## SOURCE EXTRACT

Might it help our efficiencies if we acknowledge that manual greenhouse work is just as much a realm of professionalism as, for example, a piano concert stage? Piano teachers don’t train their students by merely explaining the task and the expected outcome. Teaching music involves years of supervised repetition, repeated correction of details, and encouragement when the student gets too frustrated with the difficult acquisition of a new skill.

How does this compare to the training of new greenhouse workers in our industry? We typically explain what to do, but we generally fail to demonstrate how to do a task efficiently and ergonomically correct. If we are honest, we may even admit that we cannot do a better job at teaching, because our supervisors no longer have the opportunity to learn it themselves. They cannot teach what they don’t know.

Today, we typically give new employees 10 minutes of explanations and send them off to a variety of jobs in the hope that some efficiency rubs off when the newcomer works alongside more senior colleagues. Such lack of training illustrates the public image that our workers are replaceable and that manual greenhouse work is expendable and without virtue. Can we expect from our workers the dedication to become experts, if we are not willing to give them the necessary expertise?

Proper training, in the simplest case, should include days of coaching for each task and regular follow up on such details as to how to move and position one’s body for a task to avoid fatigue and how to move one’s hands and fingers to optimize accuracy and speed. Proper training will improve the posture of workers to avoid physical strain. It will improve dexterity to improve productivity, and it will create improved routines that become second nature, so that the worker will be able to do more with greater accuracy. The trainee typically gets some satisfaction from being able to master a task that appeared difficult at the outset.

For a long time, one key attraction for entering a skilled trade has been the satisfaction that comes from mastering skills and building a professional life around them. We have an opportunity to teach these skills and promote the value in learning them, and we should put effort into appealing to prospective students, because these skills and know-how will disappear when the last generation of experts retires.

Hans-Lenselink-Multiflora-GreenhousesHans Lenselink, Multiflora Greenhouses, Hillsborough, NC (Lenselink was a 2018 Head Grower of the Year finalist and Excellence in Process Improvement Award winner)
There are two practical suggestions on improving labor efficiency that I can offer. One is that we need sufficient wholesale carts based on our shipping and production needs in the busiest time of the year to be able to make deliveries to customers, and pull new orders for the next day at the same time. Having enough wholesale carts when you need them all is important and saves us a lot of time. The same is true for electrical tow carts: it’s always good to invest in purchasing an additional tow cart. It improves the efficiency and morale of employees.

## GIVEN DATA
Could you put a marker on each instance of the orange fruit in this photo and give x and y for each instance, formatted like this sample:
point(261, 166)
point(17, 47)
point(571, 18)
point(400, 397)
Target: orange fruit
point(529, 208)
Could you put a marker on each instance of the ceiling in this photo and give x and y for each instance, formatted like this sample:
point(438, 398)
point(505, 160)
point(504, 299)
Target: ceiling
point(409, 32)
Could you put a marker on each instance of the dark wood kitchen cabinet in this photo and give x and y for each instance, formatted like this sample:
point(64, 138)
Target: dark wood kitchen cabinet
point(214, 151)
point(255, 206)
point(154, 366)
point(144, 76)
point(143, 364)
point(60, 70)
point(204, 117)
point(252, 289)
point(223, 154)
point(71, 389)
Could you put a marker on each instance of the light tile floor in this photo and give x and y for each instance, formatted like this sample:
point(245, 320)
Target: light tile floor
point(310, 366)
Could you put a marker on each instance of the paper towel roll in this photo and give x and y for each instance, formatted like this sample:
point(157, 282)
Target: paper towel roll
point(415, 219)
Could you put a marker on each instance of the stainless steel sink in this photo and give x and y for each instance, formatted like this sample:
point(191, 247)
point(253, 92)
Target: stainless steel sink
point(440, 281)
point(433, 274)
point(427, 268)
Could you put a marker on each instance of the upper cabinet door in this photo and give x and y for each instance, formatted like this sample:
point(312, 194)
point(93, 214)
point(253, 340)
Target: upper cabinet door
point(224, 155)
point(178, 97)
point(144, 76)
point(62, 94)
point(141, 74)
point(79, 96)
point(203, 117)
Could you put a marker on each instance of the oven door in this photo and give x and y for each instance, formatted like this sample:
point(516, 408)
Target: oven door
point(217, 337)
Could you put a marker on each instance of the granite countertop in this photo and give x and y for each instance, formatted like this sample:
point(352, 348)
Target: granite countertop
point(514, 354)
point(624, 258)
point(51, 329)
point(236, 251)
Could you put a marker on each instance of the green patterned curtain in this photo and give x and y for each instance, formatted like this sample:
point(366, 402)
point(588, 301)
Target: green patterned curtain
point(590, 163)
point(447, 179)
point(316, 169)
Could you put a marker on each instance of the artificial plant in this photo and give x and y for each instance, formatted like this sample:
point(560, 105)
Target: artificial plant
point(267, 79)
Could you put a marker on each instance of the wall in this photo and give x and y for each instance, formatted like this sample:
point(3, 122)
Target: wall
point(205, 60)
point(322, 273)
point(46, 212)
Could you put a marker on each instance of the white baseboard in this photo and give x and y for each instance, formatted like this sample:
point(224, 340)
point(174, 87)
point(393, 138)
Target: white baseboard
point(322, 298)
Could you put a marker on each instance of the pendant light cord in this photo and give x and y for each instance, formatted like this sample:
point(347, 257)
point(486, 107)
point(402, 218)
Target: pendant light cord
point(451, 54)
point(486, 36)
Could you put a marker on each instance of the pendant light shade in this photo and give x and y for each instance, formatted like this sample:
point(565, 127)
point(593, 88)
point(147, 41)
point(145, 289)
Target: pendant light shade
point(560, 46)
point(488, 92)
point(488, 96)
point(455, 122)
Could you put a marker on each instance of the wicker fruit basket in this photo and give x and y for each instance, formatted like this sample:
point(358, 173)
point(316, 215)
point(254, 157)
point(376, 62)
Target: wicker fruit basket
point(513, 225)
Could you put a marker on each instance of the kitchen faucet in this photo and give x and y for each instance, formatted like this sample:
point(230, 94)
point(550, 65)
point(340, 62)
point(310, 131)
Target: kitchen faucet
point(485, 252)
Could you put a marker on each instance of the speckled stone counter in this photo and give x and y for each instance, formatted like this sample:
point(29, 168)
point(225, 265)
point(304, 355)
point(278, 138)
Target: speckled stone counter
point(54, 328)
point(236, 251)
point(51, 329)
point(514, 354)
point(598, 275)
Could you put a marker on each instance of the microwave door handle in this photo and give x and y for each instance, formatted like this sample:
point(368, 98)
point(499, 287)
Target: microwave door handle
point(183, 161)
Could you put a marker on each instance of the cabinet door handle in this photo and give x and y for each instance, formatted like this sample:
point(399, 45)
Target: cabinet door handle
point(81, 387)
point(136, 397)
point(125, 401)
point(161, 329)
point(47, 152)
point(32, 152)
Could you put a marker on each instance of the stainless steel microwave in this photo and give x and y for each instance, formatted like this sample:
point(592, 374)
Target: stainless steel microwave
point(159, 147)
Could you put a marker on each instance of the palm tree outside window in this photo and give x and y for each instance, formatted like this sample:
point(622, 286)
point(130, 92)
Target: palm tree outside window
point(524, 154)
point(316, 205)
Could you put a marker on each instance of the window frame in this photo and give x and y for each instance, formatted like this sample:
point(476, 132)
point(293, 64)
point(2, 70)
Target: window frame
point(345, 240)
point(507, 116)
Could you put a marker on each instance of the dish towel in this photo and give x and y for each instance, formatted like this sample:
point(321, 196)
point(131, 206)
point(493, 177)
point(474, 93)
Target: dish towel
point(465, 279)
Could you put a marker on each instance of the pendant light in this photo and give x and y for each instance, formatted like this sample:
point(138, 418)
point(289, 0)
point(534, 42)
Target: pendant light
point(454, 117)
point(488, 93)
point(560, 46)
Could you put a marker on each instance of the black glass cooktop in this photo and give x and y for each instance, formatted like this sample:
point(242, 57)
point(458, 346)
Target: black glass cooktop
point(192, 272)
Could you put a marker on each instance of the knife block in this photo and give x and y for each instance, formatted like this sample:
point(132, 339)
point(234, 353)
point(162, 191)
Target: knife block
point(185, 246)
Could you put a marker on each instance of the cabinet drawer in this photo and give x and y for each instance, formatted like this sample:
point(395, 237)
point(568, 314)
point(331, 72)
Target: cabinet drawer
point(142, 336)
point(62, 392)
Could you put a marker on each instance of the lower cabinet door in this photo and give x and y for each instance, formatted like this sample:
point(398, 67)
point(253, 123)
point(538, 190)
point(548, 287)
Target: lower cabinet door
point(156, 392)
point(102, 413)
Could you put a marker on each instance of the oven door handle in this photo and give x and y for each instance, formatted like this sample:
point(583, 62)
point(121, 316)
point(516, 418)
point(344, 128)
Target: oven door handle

## TASK A
Answer these questions from the greenhouse training text, one per line:
(i) How many minutes of explanations do new employees typically receive?
(ii) In what town and state is Multiflora Greenhouses located?
(iii) What kind of cart is it always good to buy one more of?
## TASK B
Echo the listing from its first line through the line holding "point(71, 389)", inclusive.
The greenhouse training text and the listing have nothing to do with each other.

## WRITTEN REPLY A
(i) 10 minutes
(ii) Hillsborough, NC
(iii) An electrical tow cart

## WRITTEN REPLY B
Could you put a marker on each instance of the orange fruit in this photo and give x and y for each instance, formatted like this sample:
point(261, 166)
point(17, 47)
point(571, 18)
point(400, 397)
Target: orange fruit
point(529, 208)
Could you put a marker on each instance of the ceiling in this photo and give x and y for each instance, formatted like this sample:
point(438, 398)
point(505, 160)
point(504, 299)
Target: ceiling
point(409, 32)
Could you put a marker on each instance of the dark wood kitchen cabinet in this photo and give x and y for each instance, formatted like this sample:
point(64, 138)
Target: dark wood kitchen cabinet
point(214, 151)
point(255, 206)
point(154, 366)
point(144, 76)
point(143, 364)
point(60, 70)
point(204, 117)
point(252, 289)
point(223, 154)
point(71, 389)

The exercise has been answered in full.